* [Objective]:
Rewrite all of the rows below as a JSON list of strings, one string per line. Leave out blank lines and the pictures.

* [Recorded information]:

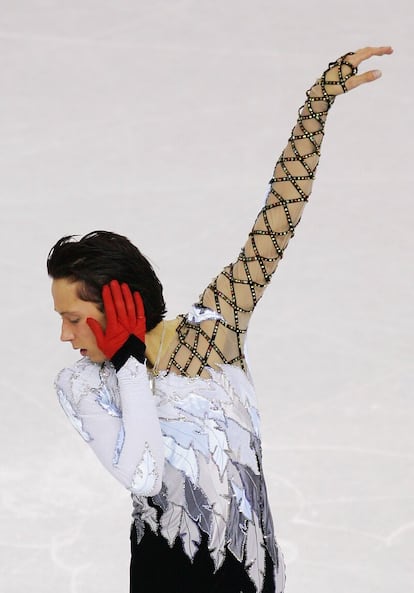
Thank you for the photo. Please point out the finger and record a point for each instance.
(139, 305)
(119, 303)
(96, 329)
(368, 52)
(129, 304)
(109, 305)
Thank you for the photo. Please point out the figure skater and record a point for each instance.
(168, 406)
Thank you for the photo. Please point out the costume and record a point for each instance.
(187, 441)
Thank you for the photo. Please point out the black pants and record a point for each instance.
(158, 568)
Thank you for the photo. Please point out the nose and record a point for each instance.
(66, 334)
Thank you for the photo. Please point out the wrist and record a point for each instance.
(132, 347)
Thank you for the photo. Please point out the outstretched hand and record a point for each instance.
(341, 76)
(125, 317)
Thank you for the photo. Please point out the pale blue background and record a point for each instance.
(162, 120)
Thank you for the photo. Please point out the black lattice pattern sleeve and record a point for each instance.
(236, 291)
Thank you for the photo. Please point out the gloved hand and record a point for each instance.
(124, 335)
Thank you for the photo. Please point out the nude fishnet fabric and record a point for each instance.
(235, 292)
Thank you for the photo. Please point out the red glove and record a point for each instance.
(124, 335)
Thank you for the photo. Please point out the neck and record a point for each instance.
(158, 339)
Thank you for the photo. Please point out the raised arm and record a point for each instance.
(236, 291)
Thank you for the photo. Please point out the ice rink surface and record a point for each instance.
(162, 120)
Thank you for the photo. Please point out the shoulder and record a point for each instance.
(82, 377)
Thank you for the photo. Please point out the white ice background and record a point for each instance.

* [Exercise answer]:
[
  "Thank you for the photo. Please point out the finger and record a point for each instance.",
  "(139, 305)",
  "(119, 303)",
  "(96, 329)",
  "(368, 52)",
  "(129, 304)",
  "(109, 305)",
  "Thank you for the photo. Please point out the figure skater and record a point for each instance.",
  "(168, 406)",
  "Thank you for the photo. Please point out the costume and record a point for each instance.",
  "(187, 441)",
  "Thank you for the photo. Please point out the black pants and record a point for each instance.",
  "(158, 568)",
  "Thank you for the photo. Please point out the nose and record a point for each instance.",
  "(66, 334)",
  "Thank you for the photo. Please point out the wrist and record a point for each instance.",
  "(132, 347)",
  "Thank you for the photo. Please point out the outstretched hand and record a point for each instance.",
  "(341, 76)",
  "(125, 317)",
  "Thank you for the photo. Please point out the pale blue background and record a point for each instance.",
  "(162, 120)",
  "Thank you for the photo. Please point out the black lattice pattern sleeve and record a point for each instance.",
  "(236, 291)",
  "Thank you for the photo. Please point out the gloved hand and record a point for each instance.",
  "(124, 335)",
  "Thank you for the photo. Please point out the nude fishnet fabric and record a point for each instance.",
  "(235, 292)",
  "Thank you for the photo. Please point out the red glove and record a point for each instance.",
  "(124, 335)",
  "Thank you for the photo. Please point out the neck and record a point for each instance.",
  "(158, 339)",
  "Thank you for the photo. Please point out the raised arm and record a point for each instance.",
  "(236, 291)",
  "Thank you for the photo. Please point out the ice rink surface and record a point for each instance.",
  "(162, 120)",
  "Thank you for the photo. Please point out the shoulder and record a point for each instance.",
  "(82, 377)",
  "Thank you for the photo. Please point out the white ice background and record a point for each instance."
]